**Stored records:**
········

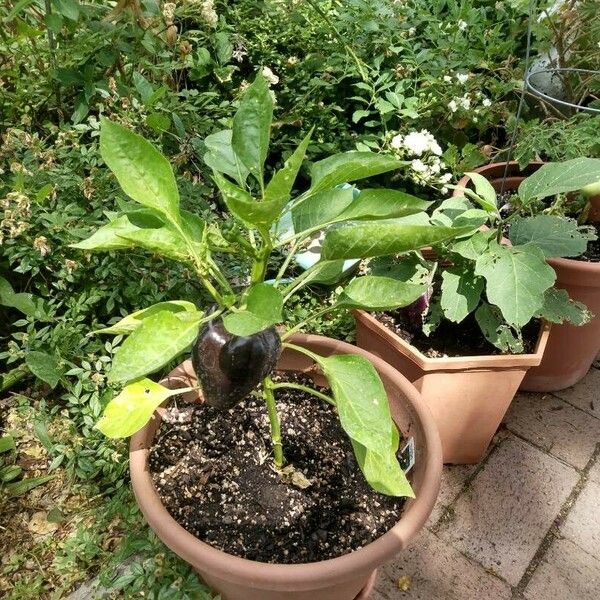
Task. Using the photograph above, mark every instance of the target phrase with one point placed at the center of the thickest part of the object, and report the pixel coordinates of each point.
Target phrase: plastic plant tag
(407, 455)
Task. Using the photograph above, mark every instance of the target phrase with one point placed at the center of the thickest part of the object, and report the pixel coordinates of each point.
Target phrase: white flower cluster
(427, 168)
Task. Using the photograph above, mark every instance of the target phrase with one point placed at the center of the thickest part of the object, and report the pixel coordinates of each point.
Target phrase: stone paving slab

········

**EXERCISE:**
Restate every entry above word for word; no picture belongs in the copy.

**EXERCISE RESULT:**
Task. Using the photograph above, mark every instance of the target phrase with one point placed at the center of the thickest part of the object, and report the pixel coordinates of each point.
Target phrase: plastic plant tag
(407, 455)
Task. Using the photograph above, mark every instance of the target phrase with one point placed at the center of the thickest part of the object, and report the pixel coordinates of each point.
Target phrase: white flower cluster
(427, 168)
Task. Using the photograph above, mark every instance of the target phrase with one point placed at the center of the thickest part of the object, and report the pixel coordinates of each point.
Target phrase: stone paving slab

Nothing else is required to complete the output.